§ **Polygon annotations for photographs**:
.....

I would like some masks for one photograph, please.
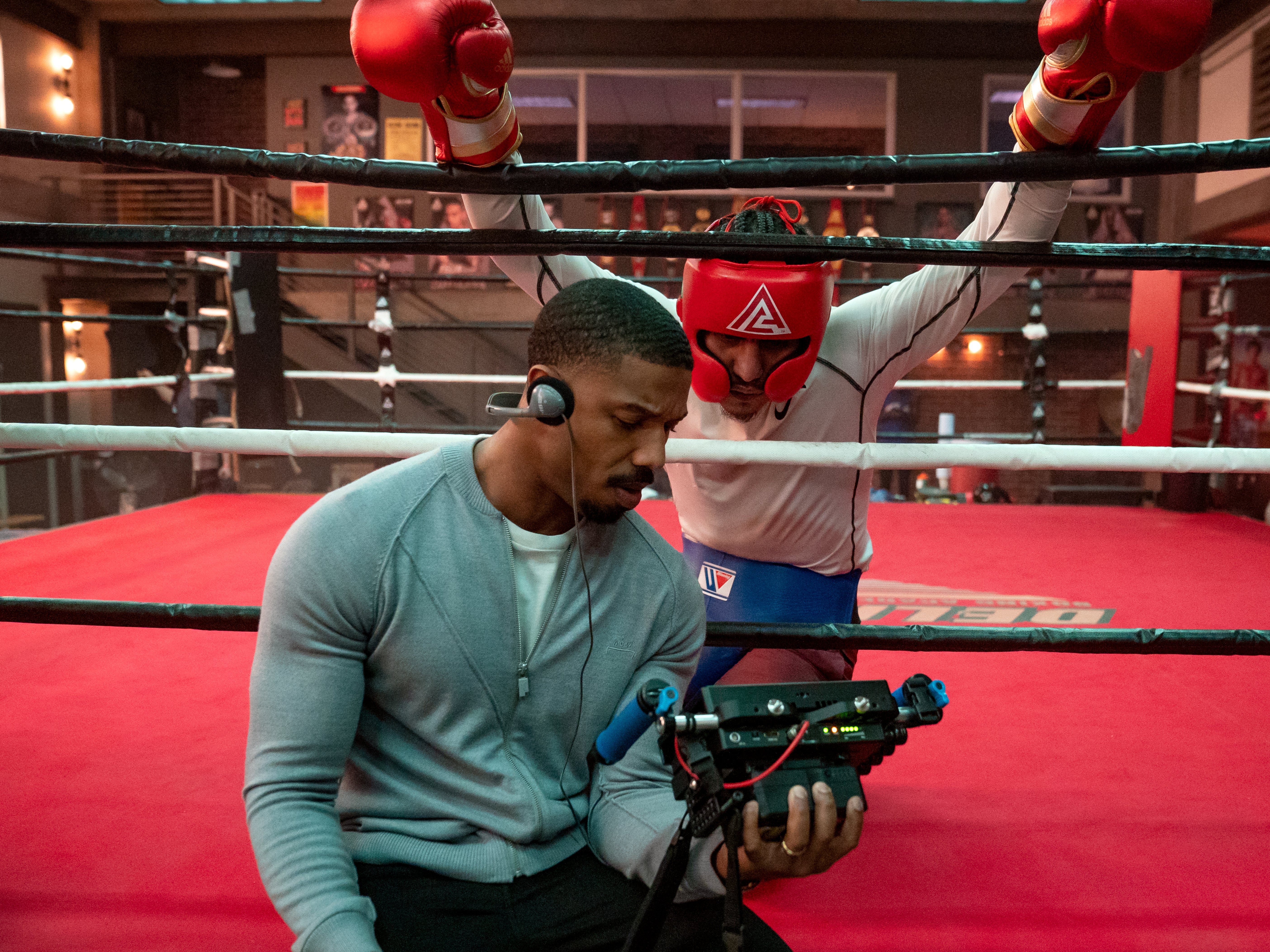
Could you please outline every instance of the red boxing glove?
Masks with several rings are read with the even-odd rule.
[[[512,34],[489,0],[358,0],[351,36],[366,81],[423,108],[438,162],[495,165],[519,147]]]
[[[1045,58],[1010,117],[1019,145],[1097,147],[1138,77],[1186,62],[1212,13],[1212,0],[1045,0]]]

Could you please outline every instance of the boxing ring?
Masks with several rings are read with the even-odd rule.
[[[735,162],[616,162],[497,171],[0,131],[0,154],[443,192],[762,189],[866,182],[1105,178],[1270,165],[1270,141],[1104,150]],[[0,223],[15,248],[648,254],[748,260],[1265,270],[1261,248],[960,242],[687,232]],[[56,319],[61,316],[57,315]],[[380,373],[376,383],[385,386]],[[455,374],[458,376],[458,374]],[[375,377],[375,374],[371,374]],[[398,374],[398,380],[404,374]],[[154,386],[155,378],[145,386]],[[1002,381],[1011,387],[1024,381]],[[1101,386],[1113,382],[1093,381]],[[141,385],[138,385],[141,386]],[[1227,391],[1229,392],[1229,391]],[[405,457],[464,437],[0,424],[30,452]],[[692,446],[686,446],[692,444]],[[1270,451],[1173,447],[798,444],[672,440],[668,458],[860,468],[992,466],[1270,472]],[[287,527],[315,500],[208,495],[0,543],[0,595],[257,605]],[[673,505],[640,506],[672,543]],[[861,584],[870,626],[930,625],[919,668],[954,691],[939,731],[866,779],[860,848],[749,902],[815,949],[1247,949],[1270,943],[1270,527],[1224,514],[1086,506],[872,508],[883,541]],[[103,557],[105,556],[105,557]],[[52,612],[56,605],[47,603]],[[0,613],[4,603],[0,603]],[[76,618],[79,623],[66,623]],[[215,614],[215,611],[211,612]],[[14,614],[0,614],[14,618]],[[52,617],[52,616],[48,616]],[[239,796],[250,631],[0,622],[6,873],[14,947],[282,948]],[[1223,654],[1046,650],[1043,626],[1215,631]],[[983,626],[1010,651],[965,649]],[[225,626],[229,627],[229,626]],[[239,625],[237,627],[250,627]],[[1243,631],[1247,636],[1243,636]],[[880,630],[879,630],[880,631]],[[718,633],[715,635],[715,637]],[[780,633],[765,644],[777,645]],[[1072,636],[1073,638],[1076,636]],[[1242,640],[1241,640],[1242,638]],[[1236,645],[1238,642],[1238,645]],[[1180,650],[1180,649],[1175,649]],[[1237,656],[1246,654],[1253,656]],[[909,674],[866,651],[864,678]]]
[[[0,594],[255,605],[314,500],[199,496],[4,542]],[[639,512],[678,541],[673,504]],[[871,523],[883,545],[861,611],[894,608],[866,628],[1026,605],[1113,612],[1110,626],[1265,625],[1270,527],[1248,519],[889,504]],[[286,948],[239,796],[253,633],[0,632],[10,947]],[[796,952],[1270,942],[1266,658],[864,651],[857,670],[923,670],[954,702],[865,778],[852,856],[747,894]]]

.....

§ **Exercise task**: Extract each line of the items above that contains the string "outline", treating uppercase and lowercase letters as distinct.

§ **Solution**:
Could you please outline every instance of the red boxing glove?
Could you please outline every instance of the boxing ring?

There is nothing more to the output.